** Opening GIVEN DATA block **
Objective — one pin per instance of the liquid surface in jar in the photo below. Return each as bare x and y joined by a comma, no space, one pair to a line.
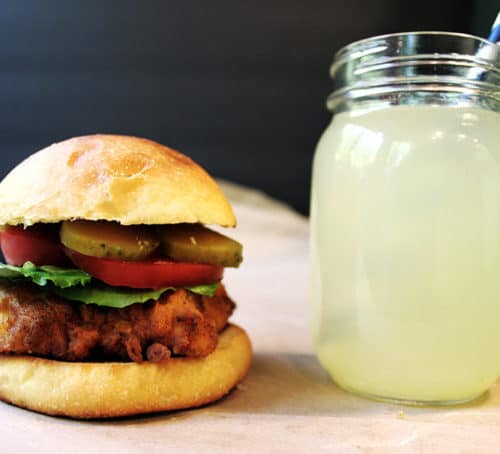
405,252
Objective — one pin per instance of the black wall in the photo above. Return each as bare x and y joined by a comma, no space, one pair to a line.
237,85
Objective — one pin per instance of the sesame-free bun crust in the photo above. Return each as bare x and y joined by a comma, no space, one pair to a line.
115,178
102,390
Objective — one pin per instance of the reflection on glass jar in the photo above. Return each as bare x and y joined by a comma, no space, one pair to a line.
405,219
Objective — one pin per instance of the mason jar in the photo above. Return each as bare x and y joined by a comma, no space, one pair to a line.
405,219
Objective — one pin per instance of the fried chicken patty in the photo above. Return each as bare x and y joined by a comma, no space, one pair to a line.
39,323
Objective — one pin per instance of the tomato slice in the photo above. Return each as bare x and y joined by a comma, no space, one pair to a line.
154,273
38,244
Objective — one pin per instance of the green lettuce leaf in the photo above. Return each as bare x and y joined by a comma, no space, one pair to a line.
119,297
42,275
76,285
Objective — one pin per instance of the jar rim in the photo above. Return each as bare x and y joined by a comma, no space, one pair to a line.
362,41
416,68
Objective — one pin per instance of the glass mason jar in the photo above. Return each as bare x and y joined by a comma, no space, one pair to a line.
405,219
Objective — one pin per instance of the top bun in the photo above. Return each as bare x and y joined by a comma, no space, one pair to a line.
114,178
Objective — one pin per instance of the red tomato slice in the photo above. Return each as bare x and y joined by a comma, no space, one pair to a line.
154,273
38,244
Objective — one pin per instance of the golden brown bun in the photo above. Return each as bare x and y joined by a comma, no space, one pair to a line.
101,390
114,178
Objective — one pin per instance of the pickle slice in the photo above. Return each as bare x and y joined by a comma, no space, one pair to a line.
109,239
196,243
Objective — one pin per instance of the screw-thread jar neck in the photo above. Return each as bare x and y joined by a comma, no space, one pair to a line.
416,68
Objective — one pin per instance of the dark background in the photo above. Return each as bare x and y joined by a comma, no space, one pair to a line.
237,85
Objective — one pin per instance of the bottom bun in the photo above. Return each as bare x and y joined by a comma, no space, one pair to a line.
104,390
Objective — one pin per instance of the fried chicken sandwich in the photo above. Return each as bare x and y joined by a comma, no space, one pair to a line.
111,301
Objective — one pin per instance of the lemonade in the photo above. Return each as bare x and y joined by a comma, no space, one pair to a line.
405,252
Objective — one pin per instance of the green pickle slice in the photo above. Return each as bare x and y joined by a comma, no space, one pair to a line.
196,243
110,240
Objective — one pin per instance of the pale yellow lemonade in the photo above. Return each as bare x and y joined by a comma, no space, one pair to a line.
405,252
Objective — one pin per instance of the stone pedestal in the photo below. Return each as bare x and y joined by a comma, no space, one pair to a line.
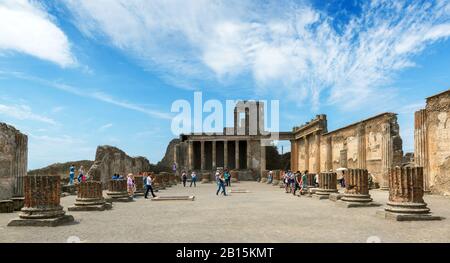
234,176
264,176
6,206
117,191
406,196
71,189
327,185
18,203
276,177
356,192
139,182
41,205
206,178
90,197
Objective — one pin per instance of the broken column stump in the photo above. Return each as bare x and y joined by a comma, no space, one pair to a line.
327,185
42,203
206,178
406,196
356,192
264,176
90,197
117,191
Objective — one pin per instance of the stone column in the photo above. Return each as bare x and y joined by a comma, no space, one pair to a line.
202,155
294,158
356,192
42,203
317,159
191,155
361,134
90,197
249,155
225,154
306,153
117,191
236,155
327,185
214,155
386,155
421,145
406,196
329,162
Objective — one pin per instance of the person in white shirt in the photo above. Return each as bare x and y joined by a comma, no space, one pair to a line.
148,185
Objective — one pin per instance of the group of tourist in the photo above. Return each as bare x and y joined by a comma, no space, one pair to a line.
81,175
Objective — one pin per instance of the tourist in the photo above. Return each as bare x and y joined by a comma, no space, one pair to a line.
71,174
270,177
80,174
297,182
221,185
184,178
193,179
130,185
148,185
227,177
304,183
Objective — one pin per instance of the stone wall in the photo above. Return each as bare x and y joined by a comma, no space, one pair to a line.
372,144
432,142
110,160
13,161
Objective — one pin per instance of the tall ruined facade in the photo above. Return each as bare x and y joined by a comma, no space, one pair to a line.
373,144
13,161
432,142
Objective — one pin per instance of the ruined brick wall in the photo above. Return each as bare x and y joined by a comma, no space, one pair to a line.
432,142
111,160
13,161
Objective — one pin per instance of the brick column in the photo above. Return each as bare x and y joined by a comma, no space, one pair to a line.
327,185
406,196
42,203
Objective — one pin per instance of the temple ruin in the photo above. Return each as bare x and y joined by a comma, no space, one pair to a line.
13,167
432,142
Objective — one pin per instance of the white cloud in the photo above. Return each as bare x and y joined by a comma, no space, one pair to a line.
27,28
24,112
293,51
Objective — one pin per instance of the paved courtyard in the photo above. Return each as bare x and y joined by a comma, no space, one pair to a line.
266,214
** Closing GIVEN DATA block **
WORK TO COMPLETE: Once the pictures are set aside, repeat each entry exactly as it stands.

WRITTEN RESPONSE:
Objective — one pin per instance of the liquid surface in jar in the photo below. Return each as bare x and y joined by a comma, no space, one pair to a line.
405,252
Objective — one pin per instance of the black wall in the photo above. Return each as bare x and y joined by a comma, no space, one pair to a line.
237,85
Objective — one pin per instance of the sesame-free bun crust in the photo above. Return each as bare x and y joined by a comma, no space, one pair to a line.
115,178
102,390
Objective — one pin per instance of the reflection on glass jar in the photo above. Return each as bare x and y joined by a comma, no space, one pair to a line.
405,219
Objective — one pin per instance of the mason jar in the photo above. Return each as bare x and y joined by a comma, no space, one pair to a line.
405,219
Objective — one pin per instance of the fried chicken patty in the photo above. Return each as bare x and y joined by a comma, no space, one pair to a line.
39,323
Objective — one pin per instance of the tomato slice in the photo above. Return each as bare x and y joined by a comma, no space, one pair to a line.
154,273
38,244
Objective — one pin per instance of the green lettuce leaf in the photo above. Return each as bare x and y joined by a comma, no space, one pair to a line.
119,297
42,275
76,285
Objective — one pin per instance of the jar rim in the photo above. Return each as bare x and y joined by a comma, no space, one pair to a line.
362,41
416,68
Objective — one pin per instance of the glass mason jar in the photo above. Return each as bare x and y joined by a comma, no space, one pair to a line.
405,219
Objective — one pin per instance of the top bun in the photo above. Return each as bare x and y joined by a comma, no space, one pair to a line.
114,178
Objective — one pin per instance of the red tomato slice in the photo above. Return each as bare x and y joined by a comma, no space, one pair to a line.
154,273
38,244
Objective — one pin per instance of the golden brown bun in the photo above. Return each as bare x and y joined by a comma, no space, one pair to a line.
101,390
114,178
Objective — one pin per instance of the pickle slice in the photo above. Return each as bare x and y joined by a comma, no space, one pair to a line.
109,239
196,243
Objective — one pin per instance of the screw-thread jar neck in the photo above. Return each as bare x and y joined by a comma, no space, one pair to a line.
416,68
Objective — one pin per instance of the dark background in the photo above. Return each as bare x and y joined by a comma, no space, one pair to a line.
237,85
Objective — one pin per instance of the bottom bun in the photo above. Return each as bare x and y joined by a comma, no space, one pair to a line.
104,390
Objective — one pin per instance of the fried chicken sandwich in the photo above. Return each as bare x and y joined by a comma, no space, one pair to a line.
111,301
Objective — one pin per instance of the lemonade in the photo above. Return each as bare x and y joined by a comma, no space, one pair to a line.
405,252
Objective — one pin per instance of the green pickle slice in the photo above. Return each as bare x and y joined by a comma, no space, one pair to a line.
196,243
110,240
Objective — one pin per instance of the pale yellow lemonade in the photo above. Return each as bare x and y joined by a comma, no space, one pair to a line.
405,252
Objective — one pin per instance of the stone pedestal in the photo below. Return each as bare x and y joined by a comma, no space, one pair to a line.
234,176
264,176
6,206
117,191
406,196
71,189
327,185
18,203
276,177
356,192
139,182
41,205
206,178
90,197
Objective — one pin per instance of the broken column stump in the photo above. Return each as bare x and y joined by a comma, no space, one pair to a line.
327,185
42,203
206,178
406,196
356,192
264,176
90,197
117,191
Objective — one pin per instance of the stone column in the photo above. Return each as bare x and y joined by a comma, no space, one pair to a line.
202,155
294,158
356,192
42,203
317,159
191,155
361,134
90,197
249,155
225,154
306,153
117,191
236,155
327,185
214,155
386,155
421,145
406,196
329,162
Objective — one pin per instance of the person in white shirt in the photo above. Return each as bare x and y joined by a comma, no space, one pair to a line.
148,185
Objective — one pin per instance of the group of tourist in the photo above. Return each as bare x and y joined by a comma, no space, one pair to a line.
81,175
Objective — one pin per instance of the tourist in the photo above. Return each as bare x and y joined by a comma, no space, one pair to a line.
71,174
270,177
80,174
297,182
221,185
184,178
193,179
130,185
148,185
227,177
304,183
Objective — one pin per instance of the stone wall in the photo above. Return each as bare x and y joined by a comma, no space, one pair to a line.
372,144
432,142
110,160
13,161
Objective — one pin per instance of the tall ruined facade in the photo above. Return each as bare x and y joined by a comma, no space, one pair to a line.
373,144
13,161
432,142
Objective — one pin per instance of the ruined brick wall in the photo above. Return each as bare x and y joined by a comma, no space, one pair to a line.
432,142
111,160
13,161
Objective — one pin per instance of the brick column in the photo above. Return each as bare x and y joined by a comma, no space, one pair to a line.
327,185
406,196
42,203
Objective — one pin per instance of the temple ruin in the photo above. Return each as bare x and y joined by a comma, no space, one pair to a line.
13,167
432,142
Objective — one pin per instance of the white cloud in the photo above. Return each as bare x and y joined by a comma, no space, one pair to a line.
27,28
24,112
293,51
Objective — one pin per instance of the paved courtyard in the photo above. Return each as bare x and y joined by a comma, no space, one pair to a line.
266,214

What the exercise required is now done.